| SUPPLIED TEXT |
::::::
Tag: Letting God

  • To Repent and To Believe

    To Repent and To Believe

    January 24, 2021 – Third Sunday in Ordinary Time; National Bible Sunday

    Click here for the readings (https://bible.usccb.org/bible/readings/012421.cfm)

    What if that something which you are so attached to is needed to be let go in order for you to grow? I remember when I was still a young boy, I was so attached with my baby bottle. I used that bottle until I was about 5 or 6 years old. However, I was asked to let it go and stop using it since I was already big enough and was about to start schooling. I wanted to start school with my friends but I found it very difficult to let go of my baby bottle. I was told that I could not bring it with me and the only way of going to school with my friends was to let go of that baby bottle.

    When we develop forms of attachments, whatever that may be, we could become rigid and stubborn. Our attachment will become the focus of our world that we may refuse to see what is beyond it. Thus, we would tend to limit ourselves from discovering more about ourselves and about others because we are already fixated to one or two. Nevertheless, there is certainly a need for us to look at our attachments and fixations and see if they are helpful or not in deepening our friendship with God and others.
::::::
| STATED EXERCISE A |
Answer these questions from the reflection, one line each:
(i) What two occasions does the reflection give for January 24, 2021?
(ii) Until about what age did the writer keep using the baby bottle?
(iii) What does the reflection say we could become when we develop attachments?
| STATED EXERCISE B |
Turn the reflection's paragraph beginning "When we develop forms of attachments" into a short list that keeps its main points.
The rows aren't needed for anything here.
::::::
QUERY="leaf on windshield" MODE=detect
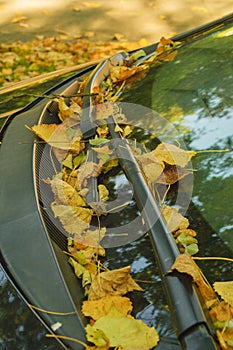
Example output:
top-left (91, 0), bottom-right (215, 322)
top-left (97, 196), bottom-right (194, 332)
top-left (82, 295), bottom-right (133, 320)
top-left (49, 177), bottom-right (86, 207)
top-left (152, 142), bottom-right (196, 168)
top-left (51, 202), bottom-right (93, 235)
top-left (137, 152), bottom-right (164, 182)
top-left (77, 162), bottom-right (102, 188)
top-left (88, 266), bottom-right (143, 300)
top-left (169, 254), bottom-right (217, 302)
top-left (161, 205), bottom-right (189, 232)
top-left (214, 281), bottom-right (233, 307)
top-left (156, 164), bottom-right (191, 185)
top-left (86, 306), bottom-right (159, 350)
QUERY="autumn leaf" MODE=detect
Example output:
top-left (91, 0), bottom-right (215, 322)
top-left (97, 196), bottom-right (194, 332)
top-left (214, 281), bottom-right (233, 307)
top-left (152, 142), bottom-right (196, 168)
top-left (88, 266), bottom-right (143, 300)
top-left (86, 305), bottom-right (159, 350)
top-left (50, 177), bottom-right (86, 207)
top-left (98, 184), bottom-right (109, 201)
top-left (82, 295), bottom-right (133, 320)
top-left (51, 202), bottom-right (93, 235)
top-left (137, 152), bottom-right (164, 182)
top-left (169, 254), bottom-right (217, 302)
top-left (161, 205), bottom-right (189, 232)
top-left (77, 162), bottom-right (102, 187)
top-left (156, 164), bottom-right (191, 185)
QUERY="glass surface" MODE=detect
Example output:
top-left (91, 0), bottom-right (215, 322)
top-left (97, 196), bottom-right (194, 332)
top-left (0, 20), bottom-right (233, 350)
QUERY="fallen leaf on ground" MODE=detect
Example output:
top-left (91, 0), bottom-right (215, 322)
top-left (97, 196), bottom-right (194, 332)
top-left (82, 295), bottom-right (133, 320)
top-left (86, 306), bottom-right (159, 350)
top-left (88, 266), bottom-right (143, 300)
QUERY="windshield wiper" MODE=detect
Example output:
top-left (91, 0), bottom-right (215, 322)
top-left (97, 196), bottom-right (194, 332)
top-left (81, 53), bottom-right (218, 350)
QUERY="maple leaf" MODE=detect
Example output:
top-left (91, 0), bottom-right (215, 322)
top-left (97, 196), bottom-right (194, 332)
top-left (137, 152), bottom-right (164, 182)
top-left (86, 305), bottom-right (159, 350)
top-left (82, 295), bottom-right (133, 320)
top-left (169, 254), bottom-right (217, 302)
top-left (152, 142), bottom-right (196, 167)
top-left (51, 202), bottom-right (93, 235)
top-left (50, 177), bottom-right (86, 207)
top-left (161, 205), bottom-right (189, 232)
top-left (88, 266), bottom-right (143, 300)
top-left (77, 162), bottom-right (102, 187)
top-left (214, 281), bottom-right (233, 307)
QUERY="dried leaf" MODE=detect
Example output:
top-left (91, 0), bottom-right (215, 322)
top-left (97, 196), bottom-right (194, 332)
top-left (50, 177), bottom-right (86, 207)
top-left (77, 162), bottom-right (102, 187)
top-left (98, 184), bottom-right (109, 201)
top-left (86, 306), bottom-right (159, 350)
top-left (88, 266), bottom-right (143, 300)
top-left (51, 202), bottom-right (93, 235)
top-left (152, 142), bottom-right (196, 167)
top-left (214, 281), bottom-right (233, 307)
top-left (82, 295), bottom-right (133, 320)
top-left (137, 152), bottom-right (164, 182)
top-left (162, 205), bottom-right (189, 232)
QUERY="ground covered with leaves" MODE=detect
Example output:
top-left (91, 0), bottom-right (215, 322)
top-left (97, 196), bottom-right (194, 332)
top-left (0, 34), bottom-right (148, 86)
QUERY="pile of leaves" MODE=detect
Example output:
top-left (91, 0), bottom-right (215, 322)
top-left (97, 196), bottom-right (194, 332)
top-left (26, 38), bottom-right (233, 350)
top-left (0, 35), bottom-right (147, 86)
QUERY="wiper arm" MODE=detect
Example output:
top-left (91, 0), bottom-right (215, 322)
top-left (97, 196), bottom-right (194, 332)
top-left (81, 54), bottom-right (218, 350)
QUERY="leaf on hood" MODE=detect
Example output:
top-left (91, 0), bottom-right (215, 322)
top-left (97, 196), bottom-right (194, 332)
top-left (51, 202), bottom-right (93, 235)
top-left (50, 177), bottom-right (86, 207)
top-left (86, 305), bottom-right (159, 350)
top-left (137, 152), bottom-right (164, 182)
top-left (161, 205), bottom-right (189, 232)
top-left (82, 295), bottom-right (133, 320)
top-left (88, 266), bottom-right (143, 300)
top-left (214, 281), bottom-right (233, 307)
top-left (152, 142), bottom-right (196, 168)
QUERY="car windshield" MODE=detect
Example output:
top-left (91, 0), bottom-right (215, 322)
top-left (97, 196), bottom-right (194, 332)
top-left (1, 18), bottom-right (233, 350)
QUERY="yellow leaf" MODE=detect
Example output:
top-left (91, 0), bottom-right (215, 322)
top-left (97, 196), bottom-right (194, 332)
top-left (86, 306), bottom-right (159, 350)
top-left (214, 281), bottom-right (233, 307)
top-left (152, 143), bottom-right (196, 167)
top-left (156, 164), bottom-right (191, 185)
top-left (162, 205), bottom-right (189, 232)
top-left (50, 177), bottom-right (86, 207)
top-left (82, 295), bottom-right (133, 320)
top-left (137, 152), bottom-right (164, 182)
top-left (78, 162), bottom-right (102, 187)
top-left (98, 184), bottom-right (109, 201)
top-left (88, 266), bottom-right (143, 300)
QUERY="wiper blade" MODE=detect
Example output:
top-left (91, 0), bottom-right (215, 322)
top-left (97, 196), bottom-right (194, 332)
top-left (81, 54), bottom-right (218, 350)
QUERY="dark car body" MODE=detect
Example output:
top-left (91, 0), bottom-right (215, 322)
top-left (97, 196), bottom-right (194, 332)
top-left (0, 15), bottom-right (233, 350)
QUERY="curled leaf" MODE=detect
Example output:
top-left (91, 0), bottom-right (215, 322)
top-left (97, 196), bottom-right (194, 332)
top-left (88, 266), bottom-right (143, 300)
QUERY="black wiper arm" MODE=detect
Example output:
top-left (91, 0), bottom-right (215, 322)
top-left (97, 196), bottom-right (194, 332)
top-left (81, 56), bottom-right (218, 350)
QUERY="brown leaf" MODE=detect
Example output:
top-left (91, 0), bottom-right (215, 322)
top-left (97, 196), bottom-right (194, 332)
top-left (162, 205), bottom-right (189, 232)
top-left (137, 152), bottom-right (164, 182)
top-left (82, 295), bottom-right (133, 320)
top-left (88, 266), bottom-right (143, 300)
top-left (214, 281), bottom-right (233, 307)
top-left (77, 162), bottom-right (102, 187)
top-left (152, 142), bottom-right (196, 168)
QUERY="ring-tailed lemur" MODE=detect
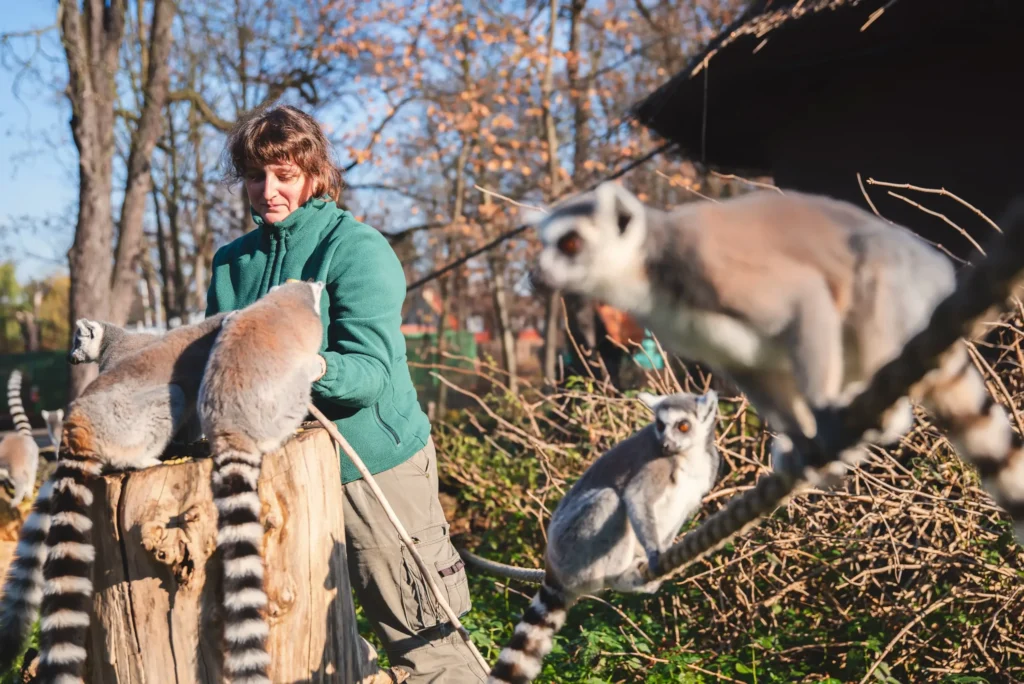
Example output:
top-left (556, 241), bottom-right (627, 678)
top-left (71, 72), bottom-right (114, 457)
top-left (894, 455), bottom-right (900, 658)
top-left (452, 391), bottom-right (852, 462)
top-left (68, 318), bottom-right (160, 373)
top-left (535, 182), bottom-right (1024, 543)
top-left (0, 370), bottom-right (63, 508)
top-left (485, 390), bottom-right (721, 684)
top-left (0, 314), bottom-right (227, 682)
top-left (199, 282), bottom-right (324, 684)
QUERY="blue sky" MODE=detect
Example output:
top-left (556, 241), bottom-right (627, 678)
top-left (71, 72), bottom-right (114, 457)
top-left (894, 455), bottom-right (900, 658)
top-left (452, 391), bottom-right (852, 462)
top-left (0, 2), bottom-right (78, 282)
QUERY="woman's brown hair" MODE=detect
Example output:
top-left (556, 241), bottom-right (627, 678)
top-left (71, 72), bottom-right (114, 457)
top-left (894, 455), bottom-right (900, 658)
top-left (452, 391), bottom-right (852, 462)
top-left (226, 104), bottom-right (344, 204)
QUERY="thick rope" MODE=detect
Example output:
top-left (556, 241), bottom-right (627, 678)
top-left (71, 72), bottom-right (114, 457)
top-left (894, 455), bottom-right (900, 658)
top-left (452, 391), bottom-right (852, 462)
top-left (309, 403), bottom-right (490, 672)
top-left (643, 200), bottom-right (1024, 581)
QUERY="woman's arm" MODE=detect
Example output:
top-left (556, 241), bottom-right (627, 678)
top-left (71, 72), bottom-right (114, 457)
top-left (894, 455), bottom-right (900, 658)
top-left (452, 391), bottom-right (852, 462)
top-left (312, 224), bottom-right (406, 409)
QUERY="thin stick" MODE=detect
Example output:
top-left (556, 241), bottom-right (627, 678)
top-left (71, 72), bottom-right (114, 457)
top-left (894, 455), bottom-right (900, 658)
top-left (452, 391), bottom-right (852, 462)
top-left (867, 178), bottom-right (1002, 232)
top-left (473, 183), bottom-right (548, 214)
top-left (309, 403), bottom-right (490, 672)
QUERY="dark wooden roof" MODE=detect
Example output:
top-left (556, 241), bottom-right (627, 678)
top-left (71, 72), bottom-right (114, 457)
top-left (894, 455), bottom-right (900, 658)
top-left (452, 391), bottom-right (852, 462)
top-left (633, 0), bottom-right (1024, 173)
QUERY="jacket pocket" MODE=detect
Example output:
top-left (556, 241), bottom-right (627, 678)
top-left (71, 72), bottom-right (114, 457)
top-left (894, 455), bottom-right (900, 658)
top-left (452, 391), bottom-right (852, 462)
top-left (401, 523), bottom-right (471, 632)
top-left (374, 402), bottom-right (401, 446)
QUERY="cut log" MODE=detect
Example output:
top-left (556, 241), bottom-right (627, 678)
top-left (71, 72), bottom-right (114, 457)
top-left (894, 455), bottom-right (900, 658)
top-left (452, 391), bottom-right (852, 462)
top-left (71, 428), bottom-right (392, 684)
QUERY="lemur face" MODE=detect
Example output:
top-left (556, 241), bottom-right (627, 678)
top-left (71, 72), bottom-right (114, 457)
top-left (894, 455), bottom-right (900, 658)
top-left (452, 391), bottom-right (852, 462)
top-left (68, 318), bottom-right (103, 365)
top-left (534, 182), bottom-right (646, 303)
top-left (637, 390), bottom-right (718, 456)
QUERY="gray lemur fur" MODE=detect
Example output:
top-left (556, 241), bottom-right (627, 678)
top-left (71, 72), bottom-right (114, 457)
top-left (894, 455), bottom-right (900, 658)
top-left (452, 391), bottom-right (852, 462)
top-left (68, 314), bottom-right (205, 444)
top-left (68, 318), bottom-right (161, 373)
top-left (0, 314), bottom-right (225, 681)
top-left (199, 282), bottom-right (324, 684)
top-left (487, 391), bottom-right (721, 683)
top-left (534, 182), bottom-right (1024, 542)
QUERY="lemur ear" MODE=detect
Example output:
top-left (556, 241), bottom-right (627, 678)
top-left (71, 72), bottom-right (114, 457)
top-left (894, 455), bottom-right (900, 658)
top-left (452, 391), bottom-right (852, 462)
top-left (637, 392), bottom-right (664, 411)
top-left (698, 389), bottom-right (718, 423)
top-left (594, 180), bottom-right (644, 236)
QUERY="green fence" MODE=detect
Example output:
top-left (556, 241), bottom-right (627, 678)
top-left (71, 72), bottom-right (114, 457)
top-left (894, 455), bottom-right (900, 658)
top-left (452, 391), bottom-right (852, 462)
top-left (406, 331), bottom-right (476, 410)
top-left (0, 351), bottom-right (68, 423)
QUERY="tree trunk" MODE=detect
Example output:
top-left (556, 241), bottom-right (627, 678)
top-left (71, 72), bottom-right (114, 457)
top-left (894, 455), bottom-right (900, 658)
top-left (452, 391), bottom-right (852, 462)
top-left (489, 256), bottom-right (519, 394)
top-left (57, 0), bottom-right (175, 399)
top-left (188, 97), bottom-right (213, 313)
top-left (541, 0), bottom-right (562, 382)
top-left (71, 427), bottom-right (387, 684)
top-left (165, 106), bottom-right (188, 325)
top-left (432, 273), bottom-right (452, 420)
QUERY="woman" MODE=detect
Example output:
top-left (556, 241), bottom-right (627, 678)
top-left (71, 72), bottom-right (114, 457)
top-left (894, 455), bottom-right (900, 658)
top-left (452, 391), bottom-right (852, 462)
top-left (206, 102), bottom-right (486, 684)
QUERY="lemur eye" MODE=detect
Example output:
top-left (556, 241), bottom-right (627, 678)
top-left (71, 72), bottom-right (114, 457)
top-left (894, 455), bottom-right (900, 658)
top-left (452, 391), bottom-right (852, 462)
top-left (558, 230), bottom-right (583, 256)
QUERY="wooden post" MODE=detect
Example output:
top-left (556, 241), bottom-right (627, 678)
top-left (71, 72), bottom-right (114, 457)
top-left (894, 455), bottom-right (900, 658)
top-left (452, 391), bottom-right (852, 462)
top-left (72, 428), bottom-right (392, 684)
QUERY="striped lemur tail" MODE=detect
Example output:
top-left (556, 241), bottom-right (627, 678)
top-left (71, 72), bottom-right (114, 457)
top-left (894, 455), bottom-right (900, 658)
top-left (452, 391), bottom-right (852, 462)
top-left (7, 371), bottom-right (32, 437)
top-left (212, 436), bottom-right (270, 684)
top-left (38, 450), bottom-right (102, 683)
top-left (457, 547), bottom-right (545, 584)
top-left (487, 574), bottom-right (577, 684)
top-left (0, 480), bottom-right (53, 672)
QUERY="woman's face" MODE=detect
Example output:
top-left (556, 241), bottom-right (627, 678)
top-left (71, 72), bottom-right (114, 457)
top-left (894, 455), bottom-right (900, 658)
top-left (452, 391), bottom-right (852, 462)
top-left (246, 162), bottom-right (312, 223)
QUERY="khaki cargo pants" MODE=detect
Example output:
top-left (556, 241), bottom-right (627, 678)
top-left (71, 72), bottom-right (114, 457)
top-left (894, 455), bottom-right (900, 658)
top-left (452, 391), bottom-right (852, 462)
top-left (344, 440), bottom-right (486, 684)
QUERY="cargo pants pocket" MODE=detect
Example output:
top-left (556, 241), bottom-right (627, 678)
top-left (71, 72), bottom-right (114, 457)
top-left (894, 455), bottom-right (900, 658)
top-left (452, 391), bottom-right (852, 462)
top-left (401, 522), bottom-right (471, 632)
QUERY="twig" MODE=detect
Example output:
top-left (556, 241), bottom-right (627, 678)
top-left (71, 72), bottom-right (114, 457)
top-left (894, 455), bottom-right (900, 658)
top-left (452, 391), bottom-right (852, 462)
top-left (711, 171), bottom-right (785, 195)
top-left (860, 596), bottom-right (953, 684)
top-left (857, 171), bottom-right (892, 223)
top-left (867, 178), bottom-right (1002, 232)
top-left (473, 183), bottom-right (548, 214)
top-left (889, 190), bottom-right (985, 256)
top-left (654, 169), bottom-right (719, 204)
top-left (309, 403), bottom-right (490, 672)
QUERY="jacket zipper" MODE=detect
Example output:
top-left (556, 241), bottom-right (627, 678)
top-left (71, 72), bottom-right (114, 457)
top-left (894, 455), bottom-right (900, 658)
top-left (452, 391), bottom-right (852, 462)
top-left (374, 403), bottom-right (401, 444)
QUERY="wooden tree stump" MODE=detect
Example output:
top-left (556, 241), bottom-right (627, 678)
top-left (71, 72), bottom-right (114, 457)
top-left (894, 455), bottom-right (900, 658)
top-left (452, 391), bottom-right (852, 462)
top-left (71, 428), bottom-right (392, 684)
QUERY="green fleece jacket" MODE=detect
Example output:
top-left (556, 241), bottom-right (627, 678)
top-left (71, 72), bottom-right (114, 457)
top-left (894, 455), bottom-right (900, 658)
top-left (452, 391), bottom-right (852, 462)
top-left (206, 194), bottom-right (430, 482)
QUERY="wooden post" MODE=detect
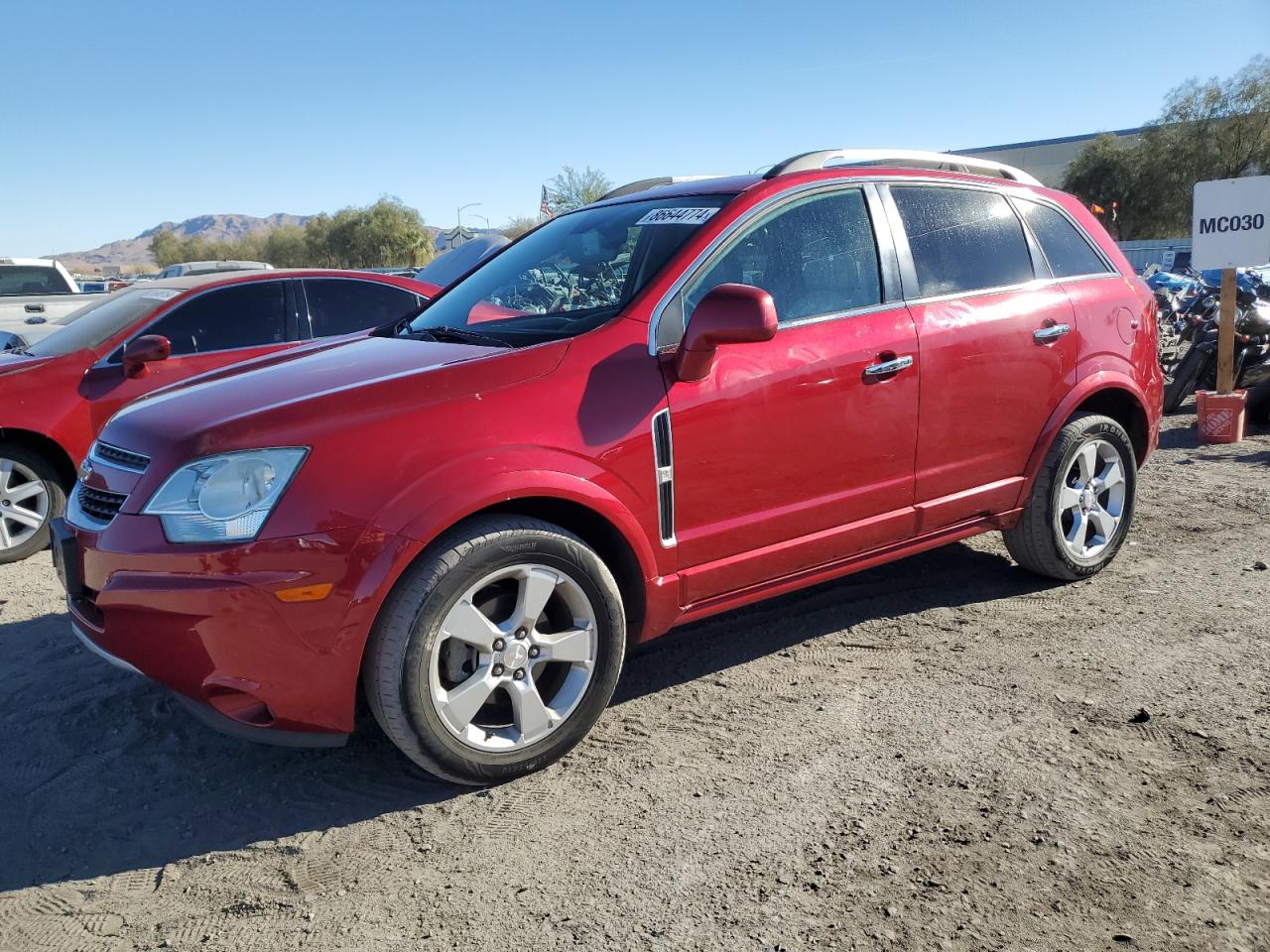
::::::
| TASK OUTPUT A |
(i) The Third Sunday in Ordinary Time and National Bible Sunday
(ii) About 5 or 6 years old
(iii) Rigid and stubborn

| TASK OUTPUT B |
- Attachments of any kind can make us rigid and stubborn.
- An attachment can become the focus of our world, so we may refuse to see beyond it.
- Being fixed on one or two things limits what we discover about ourselves and others.
- We need to check whether our attachments help or hinder our friendship with God and others.